● GOAL: Put the listing below into a Markdown table with the columns Number and Record line. Include only the lines from the one containing "Every instance of the whole" down through the one containing "[(783, 730), (874, 1053), (830, 754), (798, 759), (810, 991)]", and skip any blank lines.

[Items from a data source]
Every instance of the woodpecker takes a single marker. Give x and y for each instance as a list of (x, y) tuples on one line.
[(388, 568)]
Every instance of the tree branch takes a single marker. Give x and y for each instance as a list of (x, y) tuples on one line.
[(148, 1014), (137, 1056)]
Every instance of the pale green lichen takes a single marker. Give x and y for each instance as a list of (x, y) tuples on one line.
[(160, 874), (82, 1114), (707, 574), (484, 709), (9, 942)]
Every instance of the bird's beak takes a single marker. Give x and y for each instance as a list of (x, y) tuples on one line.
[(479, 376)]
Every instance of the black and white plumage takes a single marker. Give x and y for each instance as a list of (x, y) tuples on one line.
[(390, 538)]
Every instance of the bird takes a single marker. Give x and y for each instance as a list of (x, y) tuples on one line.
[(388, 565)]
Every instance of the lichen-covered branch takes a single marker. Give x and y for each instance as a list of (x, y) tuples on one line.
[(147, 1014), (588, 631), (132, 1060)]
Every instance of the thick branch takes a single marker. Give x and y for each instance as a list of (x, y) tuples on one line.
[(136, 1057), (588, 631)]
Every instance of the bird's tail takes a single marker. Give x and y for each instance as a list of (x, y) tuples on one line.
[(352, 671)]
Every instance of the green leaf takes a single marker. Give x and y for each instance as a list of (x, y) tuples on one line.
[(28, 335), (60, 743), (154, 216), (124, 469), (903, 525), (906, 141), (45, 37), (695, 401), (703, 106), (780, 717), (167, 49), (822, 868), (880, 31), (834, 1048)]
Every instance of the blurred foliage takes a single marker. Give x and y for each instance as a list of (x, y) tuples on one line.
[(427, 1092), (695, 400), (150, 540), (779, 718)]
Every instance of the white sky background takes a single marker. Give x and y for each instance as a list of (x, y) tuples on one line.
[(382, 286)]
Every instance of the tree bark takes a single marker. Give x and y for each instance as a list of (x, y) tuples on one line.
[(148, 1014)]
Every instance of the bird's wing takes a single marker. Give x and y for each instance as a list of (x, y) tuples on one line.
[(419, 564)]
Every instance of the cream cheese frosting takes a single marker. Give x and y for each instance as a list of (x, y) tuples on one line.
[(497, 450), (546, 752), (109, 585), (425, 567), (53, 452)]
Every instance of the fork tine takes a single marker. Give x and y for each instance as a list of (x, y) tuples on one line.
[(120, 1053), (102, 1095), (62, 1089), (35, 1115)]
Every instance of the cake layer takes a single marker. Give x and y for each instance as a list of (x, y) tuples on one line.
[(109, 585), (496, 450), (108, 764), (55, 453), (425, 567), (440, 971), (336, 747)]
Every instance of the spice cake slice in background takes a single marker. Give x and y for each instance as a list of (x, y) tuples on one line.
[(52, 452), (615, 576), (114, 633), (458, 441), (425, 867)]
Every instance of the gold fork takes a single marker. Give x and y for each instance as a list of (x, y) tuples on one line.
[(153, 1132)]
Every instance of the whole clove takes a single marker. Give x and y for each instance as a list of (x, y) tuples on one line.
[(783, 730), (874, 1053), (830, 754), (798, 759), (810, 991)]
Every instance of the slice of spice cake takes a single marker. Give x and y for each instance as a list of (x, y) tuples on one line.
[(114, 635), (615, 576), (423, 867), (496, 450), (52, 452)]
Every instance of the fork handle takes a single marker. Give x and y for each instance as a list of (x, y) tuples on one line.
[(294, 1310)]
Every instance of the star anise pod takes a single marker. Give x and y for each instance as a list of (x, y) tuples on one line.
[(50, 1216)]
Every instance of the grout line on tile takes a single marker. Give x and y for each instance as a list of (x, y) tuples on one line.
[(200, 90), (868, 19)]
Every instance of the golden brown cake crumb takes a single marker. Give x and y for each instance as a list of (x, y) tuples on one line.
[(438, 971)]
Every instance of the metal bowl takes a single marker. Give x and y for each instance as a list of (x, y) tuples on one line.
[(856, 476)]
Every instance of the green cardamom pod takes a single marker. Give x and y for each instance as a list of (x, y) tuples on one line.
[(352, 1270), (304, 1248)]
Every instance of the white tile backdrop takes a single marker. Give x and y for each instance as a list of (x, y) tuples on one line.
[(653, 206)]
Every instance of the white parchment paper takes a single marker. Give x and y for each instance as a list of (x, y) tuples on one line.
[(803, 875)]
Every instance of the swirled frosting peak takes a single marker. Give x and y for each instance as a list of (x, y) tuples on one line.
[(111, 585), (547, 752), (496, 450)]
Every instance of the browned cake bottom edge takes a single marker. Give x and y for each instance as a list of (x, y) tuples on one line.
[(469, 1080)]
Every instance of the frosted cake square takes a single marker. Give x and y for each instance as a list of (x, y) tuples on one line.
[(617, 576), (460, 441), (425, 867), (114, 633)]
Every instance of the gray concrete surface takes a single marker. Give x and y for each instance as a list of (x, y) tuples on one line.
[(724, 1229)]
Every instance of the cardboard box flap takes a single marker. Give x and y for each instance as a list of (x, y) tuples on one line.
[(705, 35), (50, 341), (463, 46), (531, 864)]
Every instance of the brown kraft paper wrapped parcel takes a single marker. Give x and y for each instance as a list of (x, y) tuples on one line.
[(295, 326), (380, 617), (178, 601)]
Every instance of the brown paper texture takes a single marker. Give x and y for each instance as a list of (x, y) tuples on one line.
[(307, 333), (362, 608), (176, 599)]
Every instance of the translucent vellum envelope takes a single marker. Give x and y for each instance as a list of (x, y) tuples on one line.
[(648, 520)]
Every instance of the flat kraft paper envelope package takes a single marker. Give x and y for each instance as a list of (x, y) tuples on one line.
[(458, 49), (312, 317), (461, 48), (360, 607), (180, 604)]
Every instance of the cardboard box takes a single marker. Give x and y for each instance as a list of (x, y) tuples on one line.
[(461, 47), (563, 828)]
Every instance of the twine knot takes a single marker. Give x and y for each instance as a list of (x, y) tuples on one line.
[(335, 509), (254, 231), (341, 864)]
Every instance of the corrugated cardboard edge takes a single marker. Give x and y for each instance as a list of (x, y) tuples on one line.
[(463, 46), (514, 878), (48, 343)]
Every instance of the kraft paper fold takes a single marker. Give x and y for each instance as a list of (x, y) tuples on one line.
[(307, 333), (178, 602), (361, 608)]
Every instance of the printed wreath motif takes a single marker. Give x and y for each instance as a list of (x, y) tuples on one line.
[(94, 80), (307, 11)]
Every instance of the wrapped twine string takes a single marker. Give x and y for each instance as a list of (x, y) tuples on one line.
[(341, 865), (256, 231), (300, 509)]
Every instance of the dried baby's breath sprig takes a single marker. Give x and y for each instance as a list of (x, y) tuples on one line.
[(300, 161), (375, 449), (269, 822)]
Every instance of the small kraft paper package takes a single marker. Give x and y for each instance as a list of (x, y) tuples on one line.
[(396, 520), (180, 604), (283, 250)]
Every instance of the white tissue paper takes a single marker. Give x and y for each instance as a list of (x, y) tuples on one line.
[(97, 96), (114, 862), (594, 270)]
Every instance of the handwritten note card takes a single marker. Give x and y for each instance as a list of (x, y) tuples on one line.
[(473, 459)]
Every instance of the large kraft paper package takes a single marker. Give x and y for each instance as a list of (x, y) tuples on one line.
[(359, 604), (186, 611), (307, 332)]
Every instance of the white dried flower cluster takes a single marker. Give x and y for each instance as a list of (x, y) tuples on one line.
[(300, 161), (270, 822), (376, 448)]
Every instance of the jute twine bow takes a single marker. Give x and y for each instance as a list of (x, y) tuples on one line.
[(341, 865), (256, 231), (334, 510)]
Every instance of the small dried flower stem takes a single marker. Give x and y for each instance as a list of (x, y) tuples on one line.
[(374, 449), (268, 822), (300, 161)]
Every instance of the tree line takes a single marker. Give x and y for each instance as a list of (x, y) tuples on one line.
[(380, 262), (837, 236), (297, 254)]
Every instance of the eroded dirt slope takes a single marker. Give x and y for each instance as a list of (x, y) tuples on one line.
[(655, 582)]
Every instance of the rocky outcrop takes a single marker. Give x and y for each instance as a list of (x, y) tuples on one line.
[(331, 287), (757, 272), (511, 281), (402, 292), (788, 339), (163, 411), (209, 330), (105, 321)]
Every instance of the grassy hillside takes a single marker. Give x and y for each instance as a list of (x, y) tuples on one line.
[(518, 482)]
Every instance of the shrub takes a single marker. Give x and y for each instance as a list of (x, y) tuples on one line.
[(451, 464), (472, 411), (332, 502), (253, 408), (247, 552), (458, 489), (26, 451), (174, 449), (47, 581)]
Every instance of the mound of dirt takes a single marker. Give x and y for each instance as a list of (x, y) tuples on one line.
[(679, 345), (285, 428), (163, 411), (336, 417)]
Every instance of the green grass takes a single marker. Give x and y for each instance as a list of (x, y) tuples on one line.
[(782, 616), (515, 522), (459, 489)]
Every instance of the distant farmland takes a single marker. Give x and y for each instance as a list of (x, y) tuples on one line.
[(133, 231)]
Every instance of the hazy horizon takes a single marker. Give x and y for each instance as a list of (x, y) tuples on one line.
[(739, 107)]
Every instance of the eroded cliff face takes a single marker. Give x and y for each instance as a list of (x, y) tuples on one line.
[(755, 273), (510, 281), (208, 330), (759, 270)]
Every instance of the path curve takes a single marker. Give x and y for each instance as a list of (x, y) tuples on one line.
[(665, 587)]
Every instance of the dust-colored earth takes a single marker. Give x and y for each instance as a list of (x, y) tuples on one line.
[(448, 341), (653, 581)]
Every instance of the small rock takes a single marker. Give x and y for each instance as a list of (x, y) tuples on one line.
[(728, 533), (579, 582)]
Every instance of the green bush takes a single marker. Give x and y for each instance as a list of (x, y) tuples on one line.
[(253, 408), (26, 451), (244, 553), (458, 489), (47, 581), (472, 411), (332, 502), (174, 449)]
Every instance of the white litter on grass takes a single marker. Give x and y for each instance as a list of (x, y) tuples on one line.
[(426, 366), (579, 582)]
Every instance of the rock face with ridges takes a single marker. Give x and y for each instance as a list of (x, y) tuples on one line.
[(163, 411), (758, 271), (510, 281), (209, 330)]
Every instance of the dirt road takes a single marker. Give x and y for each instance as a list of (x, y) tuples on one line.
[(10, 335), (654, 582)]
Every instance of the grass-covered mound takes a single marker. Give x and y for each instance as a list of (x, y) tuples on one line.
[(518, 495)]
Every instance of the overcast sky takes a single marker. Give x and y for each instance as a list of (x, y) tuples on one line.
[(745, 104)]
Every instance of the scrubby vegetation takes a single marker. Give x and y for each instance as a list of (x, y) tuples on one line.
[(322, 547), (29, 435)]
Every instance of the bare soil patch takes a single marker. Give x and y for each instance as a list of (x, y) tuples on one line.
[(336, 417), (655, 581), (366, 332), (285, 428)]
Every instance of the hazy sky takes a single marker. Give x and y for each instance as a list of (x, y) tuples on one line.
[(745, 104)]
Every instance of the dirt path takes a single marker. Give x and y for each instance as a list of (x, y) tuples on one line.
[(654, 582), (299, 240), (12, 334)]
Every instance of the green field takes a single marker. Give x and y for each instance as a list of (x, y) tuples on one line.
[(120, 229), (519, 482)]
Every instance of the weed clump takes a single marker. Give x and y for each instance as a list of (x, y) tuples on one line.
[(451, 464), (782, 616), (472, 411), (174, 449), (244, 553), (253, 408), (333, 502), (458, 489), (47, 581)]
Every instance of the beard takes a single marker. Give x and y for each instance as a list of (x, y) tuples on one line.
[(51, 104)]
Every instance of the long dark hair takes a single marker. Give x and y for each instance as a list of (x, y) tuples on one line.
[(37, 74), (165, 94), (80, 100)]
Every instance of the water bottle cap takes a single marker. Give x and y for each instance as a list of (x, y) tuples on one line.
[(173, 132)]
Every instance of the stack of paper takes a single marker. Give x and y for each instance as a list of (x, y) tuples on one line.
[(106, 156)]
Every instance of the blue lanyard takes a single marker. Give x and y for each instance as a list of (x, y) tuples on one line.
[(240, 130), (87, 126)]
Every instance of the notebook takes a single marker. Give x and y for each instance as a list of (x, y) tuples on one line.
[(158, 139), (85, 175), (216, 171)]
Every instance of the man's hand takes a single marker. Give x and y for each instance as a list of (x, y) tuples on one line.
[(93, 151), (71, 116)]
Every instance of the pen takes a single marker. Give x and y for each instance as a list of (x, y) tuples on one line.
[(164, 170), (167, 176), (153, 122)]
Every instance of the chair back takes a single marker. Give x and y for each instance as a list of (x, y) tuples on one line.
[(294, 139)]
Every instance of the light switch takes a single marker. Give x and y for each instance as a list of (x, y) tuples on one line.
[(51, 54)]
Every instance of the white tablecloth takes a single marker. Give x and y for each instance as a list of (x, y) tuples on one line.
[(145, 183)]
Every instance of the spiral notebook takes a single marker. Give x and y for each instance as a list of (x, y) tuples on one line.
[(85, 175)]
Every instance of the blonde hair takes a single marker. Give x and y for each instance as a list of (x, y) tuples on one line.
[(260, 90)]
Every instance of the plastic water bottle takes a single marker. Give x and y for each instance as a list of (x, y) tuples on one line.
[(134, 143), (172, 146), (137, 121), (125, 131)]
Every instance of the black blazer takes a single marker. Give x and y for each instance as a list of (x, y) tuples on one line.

● RESPONSE BELOW:
| Number | Record line |
|---|---|
| 1 | Every instance of the whole clove takes a single marker. Give x and y for each instance as a list of (x, y) tuples on one line. |
| 2 | [(783, 730), (874, 1053), (830, 754), (798, 759), (810, 991)] |